══ ВЫБРАННЫЙ ОТРЫВОК

Гала балет
Международным "Дягилев-гала", состоящим из трех спектаклей дягилевской антрепризы в исполнении трех балетных трупп, в Большом театре отпраздновали вековой юбилей "Русских сезонов". Продуманность программы оценила ТАТЬЯНА Ъ-КУЗНЕЦОВА.
С весны по всему миру катится волна празднеств в честь знаменитых "Русских сезонов": свое первое сенсационное представление дягилевцы дали 19 мая 1909 года в парижском театре Шатле. Московский гала-концерт представил три разные эпохи и трех основных хореографов великой антрепризы: Михаила Фокина, Леонида Мясина и Джорджа Баланчина. Пермский театр оперы и балета привез ранние фокинские балеты — "Видение розы" и "Половецкие пляски". Большой показал "Треуголку" Леонида Мясина 1919 года рождения. А звезды Парижской оперы исполнили баланчинского "Аполлона" — правда, не совсем того, который появился на свет в 1928-м, предпоследнем году жизни Дягилева, а позднюю авторскую редакцию, сделанную Баланчиным спустя полвека после премьеры. Все эти спектакли в свое время произвели фурор. Но, как показал гала, сегодня они выглядят далеко не равноценными.

════
══ ИСХОДНЫЕ ДАННЫЕ

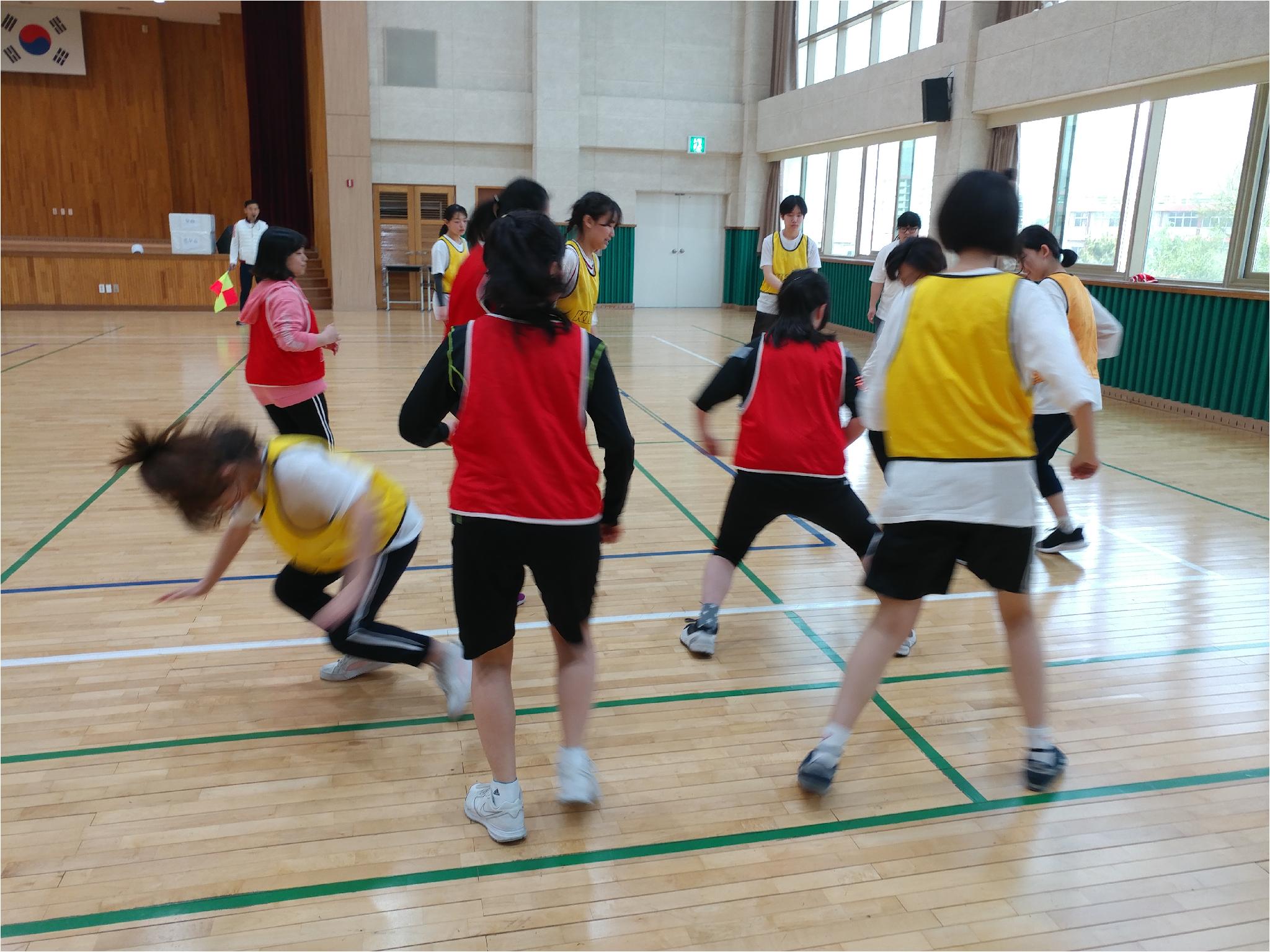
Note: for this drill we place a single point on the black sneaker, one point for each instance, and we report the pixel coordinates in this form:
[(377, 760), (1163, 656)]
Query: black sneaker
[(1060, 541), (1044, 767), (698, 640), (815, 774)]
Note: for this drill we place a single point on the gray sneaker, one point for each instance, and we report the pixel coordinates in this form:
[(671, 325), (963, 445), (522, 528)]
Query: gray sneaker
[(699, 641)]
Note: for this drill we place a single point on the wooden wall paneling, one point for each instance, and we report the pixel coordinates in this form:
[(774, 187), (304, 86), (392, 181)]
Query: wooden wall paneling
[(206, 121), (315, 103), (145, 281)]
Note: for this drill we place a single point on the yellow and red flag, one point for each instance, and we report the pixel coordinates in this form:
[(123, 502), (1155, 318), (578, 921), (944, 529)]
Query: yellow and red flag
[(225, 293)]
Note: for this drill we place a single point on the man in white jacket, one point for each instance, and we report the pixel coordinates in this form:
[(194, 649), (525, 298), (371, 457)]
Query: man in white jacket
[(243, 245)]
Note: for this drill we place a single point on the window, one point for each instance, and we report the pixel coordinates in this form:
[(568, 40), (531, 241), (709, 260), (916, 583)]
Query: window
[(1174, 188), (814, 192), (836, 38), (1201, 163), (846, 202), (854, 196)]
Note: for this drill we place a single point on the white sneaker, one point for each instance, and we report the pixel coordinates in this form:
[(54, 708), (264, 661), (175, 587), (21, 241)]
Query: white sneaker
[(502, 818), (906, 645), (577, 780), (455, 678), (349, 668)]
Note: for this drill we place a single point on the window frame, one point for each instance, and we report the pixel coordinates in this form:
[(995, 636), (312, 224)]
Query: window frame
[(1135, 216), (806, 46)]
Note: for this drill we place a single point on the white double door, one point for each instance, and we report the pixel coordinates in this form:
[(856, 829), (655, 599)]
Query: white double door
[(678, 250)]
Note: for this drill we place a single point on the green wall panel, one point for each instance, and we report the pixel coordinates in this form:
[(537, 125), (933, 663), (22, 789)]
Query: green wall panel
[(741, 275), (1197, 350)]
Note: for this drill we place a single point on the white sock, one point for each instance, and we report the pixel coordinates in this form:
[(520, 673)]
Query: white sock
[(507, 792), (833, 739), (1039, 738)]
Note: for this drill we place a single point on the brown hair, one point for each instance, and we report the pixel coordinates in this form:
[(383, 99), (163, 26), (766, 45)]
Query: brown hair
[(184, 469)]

════

## ЧТО НУЖНО СДЕЛАТЬ
Продолжите, пожалуйста, статью о «Дягилев-гала» в Большом театре, начав сразу после ее последнего предложения.

## РЕЗУЛЬТАТ ВЫПОЛНЕНИЯ
Хуже всего сохранились "Половецкие пляски", которые в свое время и положили начало триумфальному нашествию русских на Европу. Невозможно представить себе, чтобы такое анемичное, дистиллированное, с кокетливо-эстрадным оттенком зрелище, каким предстал этот танцевальный акт из оперы Бородина в исполнении артистов Пермского балета, могло поразить "скифской дикостью" и захватить "силой и страстью" — пусть даже и сто лет назад. Дело даже не в том, что декорации Николая Рериха сегодня обрели подозрительную красочность, а костюмы — не менее подозрительное легкомыслие. И не только в том, что нынешние артисты не умеют исполнять характерные танцы: прыткие половецкие девушки сияют улыбками, будто рекламируют зубную пасту, невольницы усиленно семенят ножками, игнорируя ориентальную телесную томность, а дисциплинированные половцы, озабоченные ровностью строя, напрочь забывают о требуемой необузданности танца. Дело скорее в том, что сама фокинская хореография с ее линейным рисунком, многократными повторами скудных лейтмотивных комбинаций и простодушными движениями выглядит непоправимо архаично — будто взята напрокат из академической классики XIX века.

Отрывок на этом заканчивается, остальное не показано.